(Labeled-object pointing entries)
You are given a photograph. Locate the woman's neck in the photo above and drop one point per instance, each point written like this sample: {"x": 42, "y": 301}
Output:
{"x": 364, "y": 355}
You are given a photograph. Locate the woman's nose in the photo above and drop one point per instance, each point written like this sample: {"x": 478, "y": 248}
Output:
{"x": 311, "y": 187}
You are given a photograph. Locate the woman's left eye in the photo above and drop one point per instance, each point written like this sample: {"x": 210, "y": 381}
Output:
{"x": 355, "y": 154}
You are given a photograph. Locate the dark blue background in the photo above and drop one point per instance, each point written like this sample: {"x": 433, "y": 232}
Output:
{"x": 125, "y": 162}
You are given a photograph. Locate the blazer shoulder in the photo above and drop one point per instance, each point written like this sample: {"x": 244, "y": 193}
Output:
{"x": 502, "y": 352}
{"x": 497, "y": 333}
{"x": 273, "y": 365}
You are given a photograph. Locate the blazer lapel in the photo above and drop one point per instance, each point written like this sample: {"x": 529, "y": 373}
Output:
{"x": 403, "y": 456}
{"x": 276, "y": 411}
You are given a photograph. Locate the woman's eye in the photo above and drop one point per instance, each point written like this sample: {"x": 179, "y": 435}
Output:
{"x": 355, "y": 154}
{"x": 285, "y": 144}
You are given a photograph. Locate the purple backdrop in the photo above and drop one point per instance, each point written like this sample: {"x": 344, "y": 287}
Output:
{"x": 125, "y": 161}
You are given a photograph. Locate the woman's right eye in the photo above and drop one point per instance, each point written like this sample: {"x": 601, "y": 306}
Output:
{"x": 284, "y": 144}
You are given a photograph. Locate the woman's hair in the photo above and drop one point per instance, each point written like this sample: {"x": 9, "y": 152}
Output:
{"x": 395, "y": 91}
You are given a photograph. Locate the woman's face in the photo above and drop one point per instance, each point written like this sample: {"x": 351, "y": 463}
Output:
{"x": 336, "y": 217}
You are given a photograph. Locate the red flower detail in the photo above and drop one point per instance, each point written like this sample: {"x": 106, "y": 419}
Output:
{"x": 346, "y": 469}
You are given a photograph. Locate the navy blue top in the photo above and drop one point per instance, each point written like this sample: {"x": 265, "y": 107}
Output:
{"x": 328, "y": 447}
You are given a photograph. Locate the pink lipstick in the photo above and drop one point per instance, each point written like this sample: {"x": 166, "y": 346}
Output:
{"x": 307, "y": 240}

Set task: Copy out the listing again, switching each "blazer" to "jacket" and leaving every other word unchanged.

Written answer:
You are given a photograph. Locate the woman's neck in the photo above and drop one point per instance, each point written like this sample: {"x": 42, "y": 301}
Output:
{"x": 364, "y": 355}
You are given a photograph. Locate the woman's nose in the photo above and drop one point per instance, each point written like this sample: {"x": 478, "y": 248}
Output:
{"x": 311, "y": 187}
You are given a photograph. Locate the woman's left eye in the photo above and drop one point per instance, each point written like this sample: {"x": 210, "y": 381}
Output:
{"x": 355, "y": 154}
You are given a photograph. Locate the dark blue background in the photo above and drop one point per instance, each point written like this sample: {"x": 433, "y": 232}
Output:
{"x": 125, "y": 162}
You are given a photograph. Locate the jacket shoulder in the photo above and drop one point per instance, each point written like this sample: {"x": 244, "y": 193}
Output:
{"x": 502, "y": 352}
{"x": 497, "y": 333}
{"x": 273, "y": 365}
You are given a photograph. Locate the jacket lapel in the photo above and drop one point per instance, each point written like this sample: {"x": 529, "y": 373}
Output:
{"x": 403, "y": 456}
{"x": 276, "y": 411}
You are given a photograph. Locate the woman's eye in the photo above and drop one point per instance, each point written like this sample: {"x": 179, "y": 435}
Output:
{"x": 355, "y": 154}
{"x": 285, "y": 144}
You are given a photograph. Locate the purple backdrop in the photo above and drop one point per instance, each point written like this sample: {"x": 344, "y": 287}
Output:
{"x": 125, "y": 161}
You are given a photograph. Locate the woman's right eye in the photo above and drop one point per instance, each point written like this sample: {"x": 601, "y": 306}
Output:
{"x": 284, "y": 144}
You are given a photograph. Locate the woman's hair in the photo above and drop one point per instance, each point written like this sample: {"x": 9, "y": 152}
Output:
{"x": 395, "y": 91}
You are given a photograph. Locate the woman's face in the photo above and drop one point per instance, each point written like this sample: {"x": 351, "y": 463}
Output:
{"x": 336, "y": 217}
You are given a photograph. Locate the red flower detail in the photo above and drop one point per instance, each point written like this sample: {"x": 106, "y": 419}
Output:
{"x": 346, "y": 469}
You are given a photograph. Locate the navy blue top in the photo above and drop one point per instance, each point written like this sample: {"x": 265, "y": 107}
Output:
{"x": 328, "y": 447}
You are given a photograph. Locate the pink lipstick in the photo above and drop one point per instance, each point written like this sample: {"x": 166, "y": 346}
Output:
{"x": 307, "y": 240}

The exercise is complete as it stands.